**The problem**
In the article below about the family that ate its pet rooster, list every part of the daughter's body where the pictures show bloody pecks.

**Given passage**
A Mississippi mom’s cocky parenting brag has some people crying foul.
In a now-viral Facebook post, Magan Schmidt explained her family killed, cooked and ate their pet rooster, HeiHei, after he allegedly “attacked” her young daughter.
While she appeared to delete the original post from her personal account, pictures of her daughter with bloody pecks to her forehead, cheek and neck have surfaced on a Magan Schmidt Facebook fan page.
The Jan. 12 post gathered over 16,000 comments and 56,000 shares. It also includes snaps of the youngster standing by the bird before the incident — and also eating nuggets presumably made of HeiHei’s hide. The Post reached out to Schmidt for comment.
“Well, it finally happened,” Schmidt wrote. “Our mean ole backyard rooster, HeiHei, attacked the baby child!! We were SO lucky that he didn’t do any more damage than he did. Half an inch, and she would have lost an eye!”
“Nevertheless, he got what was coming to him!” she declared. “Mama don’t play when it comes to her babies. HeiHei nuggets for dinner!”
Fellow Facebookers flocked to the comments section, divided on whether HeiHei deserved the reported death sentence. Several commenters criticized Schmidt’s opening line and slammed her parenting skills.
“’It finally happened’ … so you were anticipating something bad happening yet, did nothing to prevent it… ok,” one person argued.
“Why even have a rooster if you’re not going to watch your kid around it?” another wondered.
“‘It finally happened’ really sounds like this isn’t the first time your child has had a negative interaction with this roo protecting his coop. If you knew it was an issue, why didn’t you do more to prevent it?” another user, who claimed to have lived on a farm, questioned in a lengthy statement.
“…Also to add, anyone that knows anything about raising chickens for livestock knows a full grown, adult cock is not food. At all. Protection is their only purpose,” the user insisted.
“You control your circumstances (pets, children, household, wild animals you choose to possess) which means it’s on you, not the animal,” another person advised Schmidt. “Very sad.”
But other Facebookers defended the protective mom’s handling of the situation.
“We live in a soft world. If you didn’t grow up on a farm or live like this, don’t comment. It’s life. Get over it,” one user slammed.
“It’s pretty easy to tell in the comments who has never been around mean roosters before! Some birds make better nuggets,” another claimed.

**Material supplied**
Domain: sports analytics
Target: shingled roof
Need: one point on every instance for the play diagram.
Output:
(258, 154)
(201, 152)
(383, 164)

**Reply**
Forehead, cheek, neck